DOCUMENT EXTRACT –
The DNS does not contain domain creation dates.

The root servers do not have MX records for any significant number of
domains.  You have to ask the domains' servers themselves for that.

This also assumes all email domains will be @ domains that appear
directly in the roots.  This is false (eg, my own mailhost,
sparkle.rodents.montreal.qc.ca - only .ca appears in the roots; even if
you go to the .ca roots, only rodents.montreal.qc.ca appears there).

I also have trouble imagining why a receiving system cares about anyone
else's MX records.  Are you perhaps falling into the trap of thinking
that MX records have anything to do with outgoing mail?

(JL) Not in all instances, but most of them. Any mail server that is capable
of receiving should also be capable of sending. I am only trying to
establish age and reputation.

Using this information, a database is created, containing:
              Domain Name
              MX Records
              Domain Creation Date
              Trust Level / Rank
              [...]

More scaling problems.  Every email site is going to recreate this
ginormous database daily?  Where will they store it?

(JL) If the DNS is used to seed the info, it's not a big deal.

Trusted DNS blacklists, eg Spamhaus, should be applied against the
resultant initial database

Most DNS blacklists do not list domain names (which are all you have at
this point, since you haven't described anything that involves any
addresses), only addresses.

More scaling problems - you're having every email site doing some huge
number of queries (on the order of the number of domains) to at least a
few DNSLs.  Daily.  If even a small fraction of the mailservers on the
net were to do this, it would amount to a DDoS on the DNSLs.

(JL) Again, not if the DNS system is used as the database.

"U" - Untrustworthy. 
Any domain that is less than 12 months old and has not applied for

So domains must exist for a year before anyone will let them send mail,
unless they specifically negotiate an agreement of some kind with the
recipient?

This might help for a year; all it would do after that is mean that
spammers need a lag time of a year between registering domains and
using them.  It would raise their costs slightly, but that's about it.

On the other hand, it will severely cripple net.newcomers.  Looks to me
as though it causes trouble for the wrong people.

(JL) They can still forward mail through their ISP mailserver.

Any domain that [...] does not relay mail from clients that are not
using SASL / TLS / SPA and blocks outgoing emails with dangerous
attachments.

Dangerous in whose opinion?  How can you prove whether a mailserver
(it's mailservers that relay mail, not domains) insists on
sasl/tls/etc?  (Don't forget, spamhauser _will_ lie about what their
outgoing mailservers do if they think it will help them.)

COLLECTED MATERIAL –

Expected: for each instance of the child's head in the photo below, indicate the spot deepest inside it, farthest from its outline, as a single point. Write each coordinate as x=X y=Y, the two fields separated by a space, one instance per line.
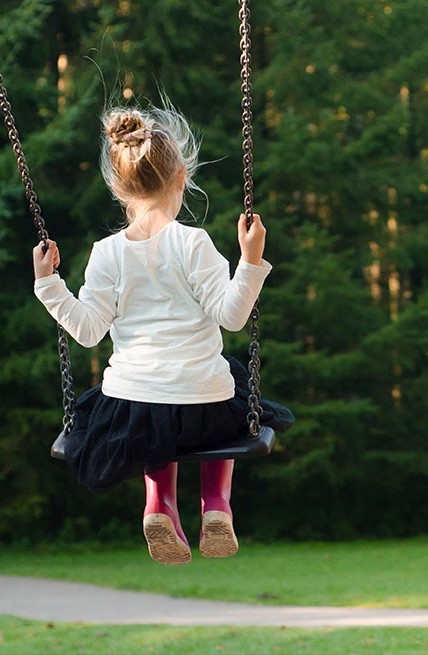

REQUIRED WORK –
**a.** Answer these questions about the email trust discussion, one answer per line, each marked like its question:
(i) For the mailhost sparkle.rodents.montreal.qc.ca, which part of the name appears in the roots?
(ii) What do most DNS blacklists list instead of domain names?
(iii) According to JL, what can newcomers still do to send mail?
**b.** Extend the email trust discussion, picking up after its final sentence.

RESPONSE LIST –
**a.**
(i) Only .ca
(ii) Addresses
(iii) Forward mail through their ISP mailserver

**b.**
(JL) SASL is only for the mailserver's protection, not the outside world's.

Any domain that is less than 12 months old, but has paid a security
bond against spamming,

Paid to whom?  If this isn't per-recipient, why should anyone trust
this entity?  Especially those in other countries than it?

(JL) This is the bit that needs discussion.

3. Penalties:

Any mail server proven to send Spam will have its ranking lowered.

Proven to whose satisfaction? 

(JL) Whoever is managing the database, or a 3rd party watchdog.

'Bonded' mail servers could forfeit all or part of the bond supplied.

Forfeit to whom?

This system sounds as though it's either got a single central point of
trust/failure, or it's nothing but a rather elaborate and
resource-hungry form of individual whitelisting.

(JL) Yes, a global whitelist... hasn't been done yet.

Severe breaches will result in a permanent "U" ranking being
attributed.

Until the lawyers attack it.  (If your system becomes successful enough
to matter, this _will_ happen.)

This is an extremely easy-to-implement, automated 'whitelist'
solution,

Doesn't sound easy to implement to me.  You need some big legal
defenses (or you will if it becomes at all effective), you need someone
trusted enough to handle the bonds, you need to somehow get permission
to DDoS the root nameservers plus whatever other servers you need to
hit up to find the information you (think you) need, and above all you
need buy-in from both senders and receivers.

This requires no active participation of the sender or end-recipient,

Sounds to me as though it does; the sender has to apply for something
or post a bond of some sort or some such, and the recipient has to
check all this goop.

(JL) Which means it needs recipient changes only... At the discretion of the
mail server owner/ admin rather than a global change.

[...], and allows for 'home' and 'hobby' email servers.

How?  A number (such as me) will refuse outright on principle.  Most of
the others, any bond they can afford would be so small as to be
ignorable as a cost-of-doing-business to a spamhaus of any size.

Or are they supposed to just suffer for the first year, until they've
been around long enough to be mistaken for spammer^W^W^Wallowed to send
mail?

(JL) Nah, just need to relay through their mailserver.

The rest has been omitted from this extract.